▶ **Excerpt provided**:
__________
Alternative Energy Supply Installations

The most cost effective way to generate electricity is with very large power plant because of the economies of scale. This however is not always possible or even desirable. By concentrating the power generating capacity in fewer but larger plants, the distribution cost of reaching the outlying customers increases as well as the electrical distribution losses in the long power lines. For some remote locations it may not be practical or economically viable to provide a connection to the distribution grid system. Installations making use of renewable energy resources must be located where the resource is available and by their nature, the size of these installations is limited by the magnitude of the available energy flow.

The complexity of small scale systems is determined by the nature of the energy supply and by whether they are connected to the grid or whether they are stand alone systems.


Capturing Renewable Energy

Many small scale installations are designed to take advantage of renewable energy. They depend on capturing naturally occurring energy flows from the elements which are both intermittent and notoriously unpredictable as well as being liable to wide variations in their intensity when the energy is available.

At the same time, because the number of consumers is small, the load too is likely to be subject to wide swings in demand. Furthermore, although the energy may be available, the small scale of the operations limits the average amount of energy which can be captured and the diverse nature of the methods needed to convert it into useful electric energy both result in poor conversion efficiencies.

Very large systems are usually grid connected and supply power only when it is available, otherwise the demand is satisfied by other sources connected to the grid.

Detailed descriptions of renewable energy opportunities and applications are given in the sections on Wind Power, Solar Power, Hydroelectric Power, Geothermal Energy and Hybrid Power Systems


Although the energy may be free, the cost of capturing it can be prohibitive. The electrical output of the prime energy conversion source is not usually in a form which can be used directly in the consumer's equipment and additional components are required to match the supply to the load. These components are collectively known as the Balance of System (BOS)


  • Grid Connected Systems

    Grid connected systems are usually designed to take advantage of some locally available energy source with reserve power coming from the grid during periods of high demand. For larger systems they also provide the opportunity to sell surplus energy back to the utility company. In this case however there are strict specifications on what can be pumped back into the grid. The local generator output voltage and frequency must be maintained within tight limits and the waveform should be a pure sine wave, free from harmonics. For small domestic systems, the cost of setting up a sell back arrangement and the price offered by the utility for the small amounts of surplus energy involved usually make the sell back proposition unattractive. Since the cost of electric energy from the utility may be many times the sell back price, it makes more economic sense to store surplus energy in a battery, to avoid purchasing electric energy during consumption peaks or production shortfalls.
__________
▶ **Collected material**:

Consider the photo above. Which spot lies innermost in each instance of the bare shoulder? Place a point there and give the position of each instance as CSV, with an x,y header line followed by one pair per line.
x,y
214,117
__________
▶ **Short task A**: In one to three sentences, explain why the energy supply excerpt says that storing surplus energy in a battery makes more economic sense than selling it back for small domestic systems.
▶ **Short task B**: Reproduce the energy supply excerpt starting at "Many small scale" and ending at "connected to the grid.", replacing "intermittent" with "irregular".
▶ **Short task C**: List every topic that the energy supply excerpt names as a section containing detailed descriptions of renewable energy opportunities and applications.
The data given here has no connection to the energy supply excerpt.

▶ **Final result A**: For small domestic systems, the cost of setting up a sell back arrangement and the low price the utility offers for small amounts of surplus energy make selling back unattractive. Because energy bought from the utility may cost many times the sell back price, storing the surplus in a battery avoids purchases during consumption peaks or production shortfalls.

▶ **Final result B**:
Many small scale installations are designed to take advantage of renewable energy. They depend on capturing naturally occurring energy flows from the elements which are both irregular and notoriously unpredictable as well as being liable to wide variations in their intensity when the energy is available.

At the same time, because the number of consumers is small, the load too is likely to be subject to wide swings in demand. Furthermore, although the energy may be available, the small scale of the operations limits the average amount of energy which can be captured and the diverse nature of the methods needed to convert it into useful electric energy both result in poor conversion efficiencies.

Very large systems are usually grid connected and supply power only when it is available, otherwise the demand is satisfied by other sources connected to the grid.

▶ **Final result C**: Wind Power, Solar Power, Hydroelectric Power, Geothermal Energy, Hybrid Power Systems